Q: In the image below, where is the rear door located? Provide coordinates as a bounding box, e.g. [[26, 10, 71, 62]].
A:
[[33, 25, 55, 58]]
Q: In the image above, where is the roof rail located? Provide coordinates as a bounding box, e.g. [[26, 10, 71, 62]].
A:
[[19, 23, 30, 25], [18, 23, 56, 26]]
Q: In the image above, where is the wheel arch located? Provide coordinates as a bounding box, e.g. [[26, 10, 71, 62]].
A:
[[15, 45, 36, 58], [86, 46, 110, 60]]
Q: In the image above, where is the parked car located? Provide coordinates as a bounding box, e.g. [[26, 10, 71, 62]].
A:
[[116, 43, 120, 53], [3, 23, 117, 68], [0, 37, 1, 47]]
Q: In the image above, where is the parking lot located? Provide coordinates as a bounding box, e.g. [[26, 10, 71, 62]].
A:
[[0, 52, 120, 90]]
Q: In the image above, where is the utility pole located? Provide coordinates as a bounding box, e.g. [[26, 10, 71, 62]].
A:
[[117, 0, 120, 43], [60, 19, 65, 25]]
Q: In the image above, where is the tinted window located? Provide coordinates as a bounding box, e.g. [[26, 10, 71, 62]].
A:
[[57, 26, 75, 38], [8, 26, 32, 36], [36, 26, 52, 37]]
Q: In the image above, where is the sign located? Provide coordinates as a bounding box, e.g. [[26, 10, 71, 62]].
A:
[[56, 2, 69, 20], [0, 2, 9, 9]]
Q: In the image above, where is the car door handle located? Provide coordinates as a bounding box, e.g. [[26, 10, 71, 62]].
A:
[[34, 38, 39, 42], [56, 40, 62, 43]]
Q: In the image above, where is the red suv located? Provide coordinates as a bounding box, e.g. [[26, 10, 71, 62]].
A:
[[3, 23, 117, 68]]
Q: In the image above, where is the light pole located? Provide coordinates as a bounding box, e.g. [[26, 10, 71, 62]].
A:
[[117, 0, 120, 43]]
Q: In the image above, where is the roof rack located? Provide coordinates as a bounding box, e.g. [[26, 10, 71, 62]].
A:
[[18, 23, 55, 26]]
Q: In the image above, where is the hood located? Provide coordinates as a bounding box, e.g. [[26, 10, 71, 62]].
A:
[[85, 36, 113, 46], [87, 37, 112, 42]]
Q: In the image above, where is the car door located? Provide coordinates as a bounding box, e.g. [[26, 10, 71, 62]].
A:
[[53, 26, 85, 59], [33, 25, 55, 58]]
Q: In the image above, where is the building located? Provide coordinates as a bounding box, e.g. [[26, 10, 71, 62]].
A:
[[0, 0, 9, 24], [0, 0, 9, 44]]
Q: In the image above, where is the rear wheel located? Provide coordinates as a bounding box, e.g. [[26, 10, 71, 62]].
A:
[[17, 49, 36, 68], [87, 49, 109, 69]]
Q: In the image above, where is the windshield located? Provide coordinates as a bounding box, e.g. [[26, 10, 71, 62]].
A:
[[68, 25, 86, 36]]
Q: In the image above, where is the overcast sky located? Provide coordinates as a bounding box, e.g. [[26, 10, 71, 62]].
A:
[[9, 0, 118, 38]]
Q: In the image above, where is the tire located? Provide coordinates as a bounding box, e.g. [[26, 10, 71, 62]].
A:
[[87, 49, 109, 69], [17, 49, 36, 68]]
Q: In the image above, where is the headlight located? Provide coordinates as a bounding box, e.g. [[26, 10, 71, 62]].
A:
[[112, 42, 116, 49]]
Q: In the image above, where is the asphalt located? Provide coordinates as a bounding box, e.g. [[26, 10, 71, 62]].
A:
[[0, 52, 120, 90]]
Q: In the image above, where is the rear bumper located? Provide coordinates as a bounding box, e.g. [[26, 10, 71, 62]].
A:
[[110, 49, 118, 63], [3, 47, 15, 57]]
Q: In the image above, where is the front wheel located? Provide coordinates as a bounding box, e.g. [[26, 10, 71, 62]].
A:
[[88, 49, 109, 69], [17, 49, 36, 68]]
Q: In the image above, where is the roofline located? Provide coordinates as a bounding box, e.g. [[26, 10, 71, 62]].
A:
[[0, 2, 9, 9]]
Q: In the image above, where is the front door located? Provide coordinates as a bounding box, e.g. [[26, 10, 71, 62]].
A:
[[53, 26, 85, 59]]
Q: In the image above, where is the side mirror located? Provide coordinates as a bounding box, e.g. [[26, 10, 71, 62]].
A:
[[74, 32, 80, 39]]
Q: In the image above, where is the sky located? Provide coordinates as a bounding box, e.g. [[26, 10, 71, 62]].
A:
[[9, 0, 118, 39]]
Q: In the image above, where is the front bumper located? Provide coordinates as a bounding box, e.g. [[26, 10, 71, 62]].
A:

▶ WORK INSTRUCTION
Search the material above for lines containing the string "rear", then pull them out.

▶ SOLUTION TO THE PROBLEM
Q: In the image below, where is the rear door located? Provide coordinates as a bounding box, e.g. [[26, 10, 71, 62]].
Q: In the image above, where is the rear wheel located? Provide coordinates as a bounding box, e.g. [[26, 10, 71, 62]].
Q: In the image above, where is the rear bumper located? Provide coordinates as a bounding box, e.g. [[26, 10, 71, 62]].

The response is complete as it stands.